*Directions for this task*.
The lines below should be written out again in full, exactly as they are.

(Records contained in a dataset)
•••
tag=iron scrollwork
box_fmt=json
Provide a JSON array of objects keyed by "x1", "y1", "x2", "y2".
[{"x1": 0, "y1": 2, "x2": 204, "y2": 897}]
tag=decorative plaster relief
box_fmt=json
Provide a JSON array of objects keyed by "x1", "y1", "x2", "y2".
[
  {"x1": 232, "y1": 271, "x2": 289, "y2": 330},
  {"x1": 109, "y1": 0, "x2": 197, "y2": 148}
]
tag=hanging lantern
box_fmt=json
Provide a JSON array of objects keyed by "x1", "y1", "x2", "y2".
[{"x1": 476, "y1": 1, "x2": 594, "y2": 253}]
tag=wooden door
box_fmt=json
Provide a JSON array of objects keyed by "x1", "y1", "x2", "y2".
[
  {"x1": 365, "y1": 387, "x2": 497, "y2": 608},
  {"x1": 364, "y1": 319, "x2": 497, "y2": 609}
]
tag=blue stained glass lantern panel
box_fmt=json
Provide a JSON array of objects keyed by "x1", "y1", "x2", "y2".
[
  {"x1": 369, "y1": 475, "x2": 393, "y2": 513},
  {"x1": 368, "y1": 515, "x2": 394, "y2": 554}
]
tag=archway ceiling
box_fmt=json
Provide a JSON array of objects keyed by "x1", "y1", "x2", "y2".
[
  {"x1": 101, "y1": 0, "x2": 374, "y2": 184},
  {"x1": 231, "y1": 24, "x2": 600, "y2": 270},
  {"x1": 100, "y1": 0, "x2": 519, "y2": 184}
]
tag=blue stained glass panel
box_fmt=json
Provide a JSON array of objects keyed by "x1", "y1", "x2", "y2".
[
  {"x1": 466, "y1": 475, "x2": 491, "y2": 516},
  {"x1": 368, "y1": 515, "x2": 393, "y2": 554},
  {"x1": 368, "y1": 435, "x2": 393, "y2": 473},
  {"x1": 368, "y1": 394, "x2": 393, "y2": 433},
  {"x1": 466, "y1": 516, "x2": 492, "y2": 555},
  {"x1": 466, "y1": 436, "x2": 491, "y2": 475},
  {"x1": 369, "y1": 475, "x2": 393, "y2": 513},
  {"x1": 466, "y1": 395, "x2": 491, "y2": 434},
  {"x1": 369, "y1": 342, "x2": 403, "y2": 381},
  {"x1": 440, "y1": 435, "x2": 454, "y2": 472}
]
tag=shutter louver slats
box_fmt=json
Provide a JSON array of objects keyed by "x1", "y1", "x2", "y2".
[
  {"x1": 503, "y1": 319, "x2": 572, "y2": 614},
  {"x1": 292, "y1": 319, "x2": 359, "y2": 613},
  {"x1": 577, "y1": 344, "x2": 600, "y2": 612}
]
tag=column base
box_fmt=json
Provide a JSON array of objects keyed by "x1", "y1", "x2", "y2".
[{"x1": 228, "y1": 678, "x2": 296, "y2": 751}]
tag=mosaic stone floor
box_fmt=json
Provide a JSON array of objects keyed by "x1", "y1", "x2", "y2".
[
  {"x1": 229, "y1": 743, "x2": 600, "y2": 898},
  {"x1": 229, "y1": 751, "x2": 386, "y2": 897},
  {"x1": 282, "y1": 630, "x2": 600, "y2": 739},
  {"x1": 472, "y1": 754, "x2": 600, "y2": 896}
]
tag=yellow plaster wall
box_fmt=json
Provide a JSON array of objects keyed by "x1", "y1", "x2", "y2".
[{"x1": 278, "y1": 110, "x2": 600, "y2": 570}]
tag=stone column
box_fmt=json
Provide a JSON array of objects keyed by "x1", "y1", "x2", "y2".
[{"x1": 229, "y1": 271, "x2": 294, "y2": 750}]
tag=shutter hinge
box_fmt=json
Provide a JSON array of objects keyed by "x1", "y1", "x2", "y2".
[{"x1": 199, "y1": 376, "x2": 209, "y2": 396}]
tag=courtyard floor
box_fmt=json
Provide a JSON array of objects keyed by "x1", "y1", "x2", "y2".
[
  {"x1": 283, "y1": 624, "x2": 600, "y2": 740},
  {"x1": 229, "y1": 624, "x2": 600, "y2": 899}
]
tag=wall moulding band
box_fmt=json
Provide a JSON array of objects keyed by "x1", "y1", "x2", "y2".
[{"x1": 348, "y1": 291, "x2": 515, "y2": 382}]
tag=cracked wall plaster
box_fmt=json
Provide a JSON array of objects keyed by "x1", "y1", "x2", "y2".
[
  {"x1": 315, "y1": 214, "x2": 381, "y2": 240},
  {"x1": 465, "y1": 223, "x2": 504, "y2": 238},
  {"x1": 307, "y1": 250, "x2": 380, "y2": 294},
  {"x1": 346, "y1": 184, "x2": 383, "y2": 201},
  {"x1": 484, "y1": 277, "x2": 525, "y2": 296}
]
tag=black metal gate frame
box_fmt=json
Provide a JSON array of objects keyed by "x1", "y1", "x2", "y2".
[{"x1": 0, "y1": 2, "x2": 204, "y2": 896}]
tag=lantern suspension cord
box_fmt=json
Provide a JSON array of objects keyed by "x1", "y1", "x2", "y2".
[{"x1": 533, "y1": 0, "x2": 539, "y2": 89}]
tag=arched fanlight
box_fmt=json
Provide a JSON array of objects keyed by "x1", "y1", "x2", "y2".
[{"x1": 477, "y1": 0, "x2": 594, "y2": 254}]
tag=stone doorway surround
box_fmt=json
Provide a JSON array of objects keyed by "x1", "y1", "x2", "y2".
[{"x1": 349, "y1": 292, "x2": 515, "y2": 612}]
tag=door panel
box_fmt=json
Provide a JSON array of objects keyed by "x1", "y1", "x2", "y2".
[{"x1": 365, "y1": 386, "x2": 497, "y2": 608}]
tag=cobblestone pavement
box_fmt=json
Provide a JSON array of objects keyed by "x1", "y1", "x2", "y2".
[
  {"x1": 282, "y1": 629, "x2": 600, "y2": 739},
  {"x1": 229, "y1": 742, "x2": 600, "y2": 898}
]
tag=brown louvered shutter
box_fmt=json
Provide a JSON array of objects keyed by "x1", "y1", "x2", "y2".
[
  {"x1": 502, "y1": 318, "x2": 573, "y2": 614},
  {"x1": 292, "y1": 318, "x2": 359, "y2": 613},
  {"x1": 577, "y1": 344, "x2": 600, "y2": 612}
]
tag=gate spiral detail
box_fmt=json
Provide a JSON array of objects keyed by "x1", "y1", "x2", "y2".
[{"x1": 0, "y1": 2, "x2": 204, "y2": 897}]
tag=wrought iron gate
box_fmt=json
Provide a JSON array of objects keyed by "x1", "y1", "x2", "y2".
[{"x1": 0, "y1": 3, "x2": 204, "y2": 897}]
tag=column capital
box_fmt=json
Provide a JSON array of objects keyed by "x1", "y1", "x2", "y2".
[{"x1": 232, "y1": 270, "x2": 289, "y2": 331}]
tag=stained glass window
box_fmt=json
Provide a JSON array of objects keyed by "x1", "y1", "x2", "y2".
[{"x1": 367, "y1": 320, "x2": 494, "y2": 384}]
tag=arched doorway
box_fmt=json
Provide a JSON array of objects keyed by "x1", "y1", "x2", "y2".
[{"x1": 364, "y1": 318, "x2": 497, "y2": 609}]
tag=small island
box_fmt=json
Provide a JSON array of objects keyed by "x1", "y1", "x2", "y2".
•••
*Output for this task*.
tag=iron scrollwork
box_fmt=json
Provide a JSON array of objects keyed by "x1", "y1", "x2", "y2".
[{"x1": 0, "y1": 2, "x2": 204, "y2": 897}]
tag=decorative plaster relief
box_fmt=json
Provide a JSON array of objects keyed by "x1", "y1", "x2", "y2".
[
  {"x1": 232, "y1": 271, "x2": 289, "y2": 330},
  {"x1": 109, "y1": 0, "x2": 197, "y2": 148}
]
tag=hanging lantern
box_fmt=json
Provide a JSON array of objects keyed by "x1", "y1", "x2", "y2".
[{"x1": 476, "y1": 1, "x2": 594, "y2": 253}]
tag=wooden door
box_fmt=json
Provide a JSON array of objects keyed by "x1", "y1", "x2", "y2".
[
  {"x1": 365, "y1": 387, "x2": 497, "y2": 608},
  {"x1": 364, "y1": 319, "x2": 497, "y2": 609}
]
tag=blue stained glass lantern panel
box_fmt=json
Provide a JSON array of objects keyed by "x1", "y1", "x2", "y2".
[
  {"x1": 369, "y1": 475, "x2": 393, "y2": 513},
  {"x1": 368, "y1": 515, "x2": 394, "y2": 554}
]
tag=archway ceiling
box_fmt=json
Provide a JSON array of objects keyed by "x1", "y1", "x2", "y2".
[
  {"x1": 101, "y1": 0, "x2": 374, "y2": 184},
  {"x1": 231, "y1": 24, "x2": 600, "y2": 270},
  {"x1": 100, "y1": 0, "x2": 519, "y2": 184}
]
tag=blue stained glass panel
box_fmt=json
Provide a JSON array of objects keyed by "x1", "y1", "x2", "y2".
[
  {"x1": 466, "y1": 475, "x2": 491, "y2": 516},
  {"x1": 368, "y1": 515, "x2": 393, "y2": 554},
  {"x1": 368, "y1": 435, "x2": 393, "y2": 473},
  {"x1": 368, "y1": 394, "x2": 393, "y2": 433},
  {"x1": 466, "y1": 516, "x2": 492, "y2": 555},
  {"x1": 466, "y1": 436, "x2": 491, "y2": 475},
  {"x1": 369, "y1": 475, "x2": 393, "y2": 513},
  {"x1": 466, "y1": 395, "x2": 491, "y2": 434},
  {"x1": 369, "y1": 342, "x2": 403, "y2": 381},
  {"x1": 440, "y1": 435, "x2": 454, "y2": 472}
]
tag=shutter louver slats
box_fmt=json
Provide a JSON array of objects keyed by "x1", "y1", "x2", "y2".
[
  {"x1": 503, "y1": 319, "x2": 572, "y2": 614},
  {"x1": 292, "y1": 319, "x2": 359, "y2": 613},
  {"x1": 577, "y1": 344, "x2": 600, "y2": 612}
]
tag=column base
box_fmt=json
Provide a JSON array of objects keyed by "x1", "y1", "x2", "y2".
[{"x1": 228, "y1": 678, "x2": 296, "y2": 751}]
tag=mosaic stone floor
box_fmt=json
Provide a JSON array of objects keyed by "x1", "y1", "x2", "y2".
[
  {"x1": 229, "y1": 743, "x2": 600, "y2": 898},
  {"x1": 229, "y1": 751, "x2": 386, "y2": 897},
  {"x1": 282, "y1": 630, "x2": 600, "y2": 739},
  {"x1": 472, "y1": 754, "x2": 600, "y2": 896}
]
tag=yellow plaster wall
box_fmt=json
Provide a JSON array of objects keyed by "x1", "y1", "x2", "y2".
[{"x1": 278, "y1": 110, "x2": 600, "y2": 570}]
tag=stone column
box_fmt=json
Provide a JSON array of objects keyed by "x1", "y1", "x2", "y2".
[{"x1": 229, "y1": 271, "x2": 294, "y2": 750}]
tag=shutter hinge
box_fmt=json
Provide a JSON array of objects keyed by "x1", "y1", "x2", "y2".
[{"x1": 199, "y1": 376, "x2": 209, "y2": 396}]
tag=courtyard floor
box_fmt=json
Provide a JSON array of objects keyed by "x1", "y1", "x2", "y2".
[
  {"x1": 283, "y1": 624, "x2": 600, "y2": 740},
  {"x1": 229, "y1": 624, "x2": 600, "y2": 899}
]
tag=wall moulding band
box_fmt=json
Provide a JSON array of objects keyed by "x1", "y1", "x2", "y2".
[{"x1": 348, "y1": 291, "x2": 515, "y2": 382}]
tag=cracked wall plaster
box_fmt=json
Provide a JSON array of objects keyed by "x1", "y1", "x2", "y2".
[
  {"x1": 315, "y1": 214, "x2": 381, "y2": 240},
  {"x1": 465, "y1": 223, "x2": 504, "y2": 238},
  {"x1": 307, "y1": 250, "x2": 380, "y2": 294},
  {"x1": 346, "y1": 184, "x2": 383, "y2": 201},
  {"x1": 484, "y1": 277, "x2": 525, "y2": 296}
]
tag=black metal gate frame
box_fmt=json
Provide a JSON array of objects keyed by "x1", "y1", "x2", "y2".
[{"x1": 0, "y1": 2, "x2": 204, "y2": 896}]
tag=lantern suspension cord
box_fmt=json
Provide a JSON array of objects keyed by "x1", "y1", "x2", "y2".
[{"x1": 533, "y1": 0, "x2": 539, "y2": 89}]
tag=arched fanlight
box_fmt=json
Provide a JSON array of objects keyed by "x1", "y1", "x2", "y2".
[{"x1": 477, "y1": 0, "x2": 594, "y2": 254}]
tag=stone doorway surround
box_fmt=json
Provide a JSON array of objects keyed by "x1", "y1", "x2", "y2".
[{"x1": 349, "y1": 292, "x2": 515, "y2": 612}]
tag=door panel
box_fmt=json
Provide a JSON array of objects keyed by "x1", "y1", "x2", "y2".
[{"x1": 365, "y1": 386, "x2": 497, "y2": 608}]
tag=cobblestone pavement
box_fmt=json
Provide a JSON array of objects keyed by "x1", "y1", "x2", "y2".
[
  {"x1": 282, "y1": 629, "x2": 600, "y2": 739},
  {"x1": 229, "y1": 742, "x2": 600, "y2": 898}
]
tag=brown louvered shutter
box_fmt=json
Provide a JSON array of objects keyed by "x1", "y1", "x2", "y2".
[
  {"x1": 502, "y1": 318, "x2": 573, "y2": 614},
  {"x1": 292, "y1": 318, "x2": 359, "y2": 613},
  {"x1": 577, "y1": 344, "x2": 600, "y2": 612}
]
tag=gate spiral detail
box_fmt=json
Provide a JSON array of objects keyed by "x1", "y1", "x2", "y2".
[{"x1": 0, "y1": 2, "x2": 204, "y2": 897}]
tag=wrought iron gate
box_fmt=json
Provide a JSON array of objects keyed by "x1", "y1", "x2", "y2".
[{"x1": 0, "y1": 3, "x2": 204, "y2": 897}]
tag=column capital
box_fmt=json
Provide a JSON array of objects keyed by "x1", "y1", "x2", "y2".
[{"x1": 232, "y1": 270, "x2": 289, "y2": 331}]
tag=stained glass window
box_fmt=json
Provide a JSON array of objects keyed by "x1", "y1", "x2", "y2".
[{"x1": 367, "y1": 320, "x2": 494, "y2": 384}]
tag=arched doorway
box_fmt=json
Provide a JSON array of objects keyed by "x1", "y1", "x2", "y2".
[{"x1": 364, "y1": 318, "x2": 497, "y2": 609}]
tag=small island
box_fmt=json
Provide a JSON array of objects keyed by "x1", "y1", "x2", "y2".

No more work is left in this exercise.